Exercices —
1 > D'après le texte sur la lutte antiterroriste, pourquoi propose-t-on d'aligner la procédure de perquisition des enquêtes préliminaires sur celle de l'enquête de flagrance ? Répondez en une à trois phrases.
2 > Selon le texte sur la lutte antiterroriste, quelle est aujourd'hui la durée de renouvellement du régime de flagrance ?
3 > Poursuivez le texte sur la lutte antiterroriste à partir de sa dernière phrase.

Le sénateur Philippe Bas a déposé une proposition de loi tendant à renforcer l’efficacité de la lutte antiterroriste.
Cette proposition s’inscrit dans la continuité des attaques terroristes du 13 novembre 2015 et dans la perspective de l’achèvement de la situation d’exception que constitue l’état d’urgence (1).
Coup de projecteur sur ce qui pourrait être le nouveau cadre législatif de la lutte antiterroriste.
Le premier des cinq titres composant la proposition de loi se donne pour objectif d’accroître l’efficacité des enquêtes et des informations judiciaires menées dans le domaine de la lutte antiterroriste.
Les deux premiers articles proposent de modifier le cadre des enquêtes préliminaires et de flagrance en matière de terrorisme.
Pour les premières, il est proposé d’aligner la procédure de perquisition dans les locaux d’habitation sur celle de l’enquête de flagrance afin, notamment, de permettre de réaliser la perquisition sans l’accord et en l’absence de l’occupant.
Pour les enquêtes de flagrance, il est envisagé de porter à 15 jours la durée de renouvellement du régime de flagrance, qui est actuellement de 8 jours, lorsque l’infraction projetée constitue certains des crimes et délits se rapportant au terrorisme.
Quatre articles du titre I élargissent les technologies auxquelles pourraient recourir les enquêteurs en matière de terrorisme.
Tout d’abord, il est prévu d’élargir le champ de la saisie de données de messageries électroniques hors du cadre de la perquisition et d’alléger la procédure de captation de données informatiques en supprimant l’autorisation ministérielle préalable.
Ensuite, le texte octroie au parquet des techniques d’investigation plus larges en lui permettant :
- de recourir à la technique de l’IMSI catcher, qui est un matériel en forme de boitier constitué d’une sorte d’antenne relais permettant d’intercepter le trafic téléphonique ;
- d’aligner ses pouvoirs sur celui du juge d’instruction s’agissant de l’installation de dispositifs techniques permettant la captation, la fixation, la transmission et l’enregistrement de paroles et d’images dans les lieux privés.

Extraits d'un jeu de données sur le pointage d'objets
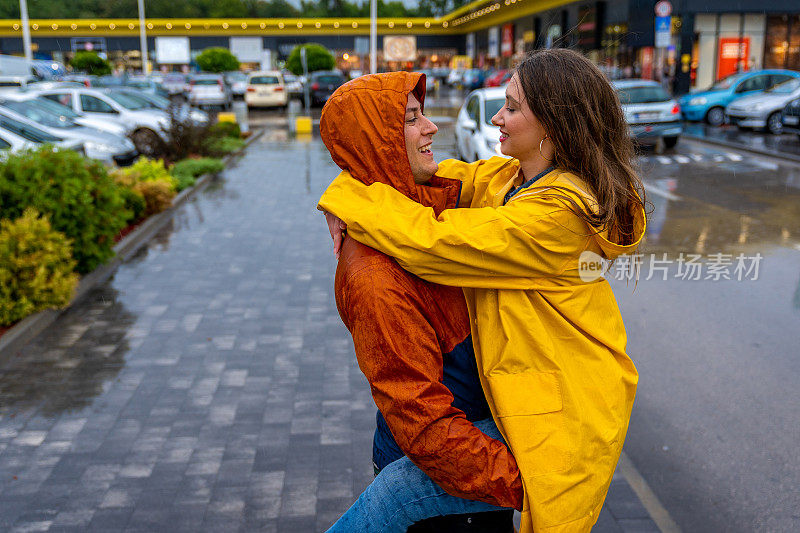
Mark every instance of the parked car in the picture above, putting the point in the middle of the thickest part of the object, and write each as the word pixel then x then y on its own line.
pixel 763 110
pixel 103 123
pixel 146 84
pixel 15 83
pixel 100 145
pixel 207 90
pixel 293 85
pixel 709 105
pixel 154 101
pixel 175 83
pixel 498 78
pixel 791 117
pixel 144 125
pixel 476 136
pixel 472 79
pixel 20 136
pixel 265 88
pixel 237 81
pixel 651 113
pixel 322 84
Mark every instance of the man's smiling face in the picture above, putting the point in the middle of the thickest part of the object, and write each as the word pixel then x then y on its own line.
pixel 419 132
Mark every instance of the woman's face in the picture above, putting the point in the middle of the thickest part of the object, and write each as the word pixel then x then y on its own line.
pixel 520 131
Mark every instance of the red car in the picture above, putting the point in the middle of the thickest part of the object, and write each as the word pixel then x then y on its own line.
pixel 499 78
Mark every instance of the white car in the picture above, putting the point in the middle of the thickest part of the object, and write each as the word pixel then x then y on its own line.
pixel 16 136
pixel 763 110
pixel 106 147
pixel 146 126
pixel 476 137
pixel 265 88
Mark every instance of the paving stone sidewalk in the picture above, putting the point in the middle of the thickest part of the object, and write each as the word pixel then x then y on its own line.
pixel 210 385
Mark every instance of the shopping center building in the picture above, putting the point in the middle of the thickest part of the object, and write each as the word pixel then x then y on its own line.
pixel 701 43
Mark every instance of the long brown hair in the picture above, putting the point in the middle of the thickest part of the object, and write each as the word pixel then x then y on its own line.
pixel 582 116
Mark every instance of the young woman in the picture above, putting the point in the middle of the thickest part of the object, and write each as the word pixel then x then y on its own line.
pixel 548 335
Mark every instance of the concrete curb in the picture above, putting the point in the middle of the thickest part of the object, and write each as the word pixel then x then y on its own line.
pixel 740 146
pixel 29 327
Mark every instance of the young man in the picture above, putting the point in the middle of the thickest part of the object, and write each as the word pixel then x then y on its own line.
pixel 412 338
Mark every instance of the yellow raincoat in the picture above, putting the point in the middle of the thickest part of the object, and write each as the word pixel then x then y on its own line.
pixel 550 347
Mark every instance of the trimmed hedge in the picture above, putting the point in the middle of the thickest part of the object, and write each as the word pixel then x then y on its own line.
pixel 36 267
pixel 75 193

Réponses dans l'ordre —
1 > Cet alignement vise notamment à permettre de réaliser la perquisition dans les locaux d'habitation sans l'accord de l'occupant et en son absence.

2 > Elle est actuellement de 8 jours.

3 >
Parallèlement, il propose une compétence concurrente du Tribunal de grande instance de Paris pour toute les affaires de cybercriminalité, notamment celles qui relèvent de l’atteinte à un système de traitement automatisé de données et, dans le même temps, entend supprimer la compétence exclusive de cette juridiction pour les délits d’apologie et provocation à des actes terroristes et de consultation de sites terroristes.
Le titre I s’achève en prévoyant la possibilité pour le juge des libertés et de la détention d’autoriser par courrier électronique la réalisation d’une perquisition en dehors des horaires de droit commun, soit avant 6 heures et après 21 heures.
Les sept articles du titre II sont consacrés à la répression des infractions terroristes.
Son ainsi créées trois nouvelles infractions, celle de consultation habituelle de sites terroristes, celle d’entrave au blocage judiciaire ou administratif de contenus faisant l’apologie d’actes de terrorisme et le délit de séjour intentionnel sur un théâtre étranger d’opérations terroristes, étant précisé que pour cette dernière infraction le seul séjour suffit à caractériser le délit sans qu’il soit nécessaire de démontrer la réalisation ou la prévision d’une entreprise terroriste.
Les autres articles prévoient des aggravations de peine et de détention, en :
- criminalisant l’infraction d’association de malfaiteurs en vue d’une entreprise terroriste, l’assortissant d’une peine de quinze ans de réclusion criminelle ;
- doublant à deux ans la durée maximale de détention provisoire pour les mineurs de 15 ans révolus en lien avec une entreprise terroriste ;
- systématisant la peine complémentaire d’interdiction du territoire français en cas de condamnation pour l’une des infractions visées aux articles 421-2-5 à 421-2-5-2 du Code pénal, sauf motivation contraire de la juridiction saisie.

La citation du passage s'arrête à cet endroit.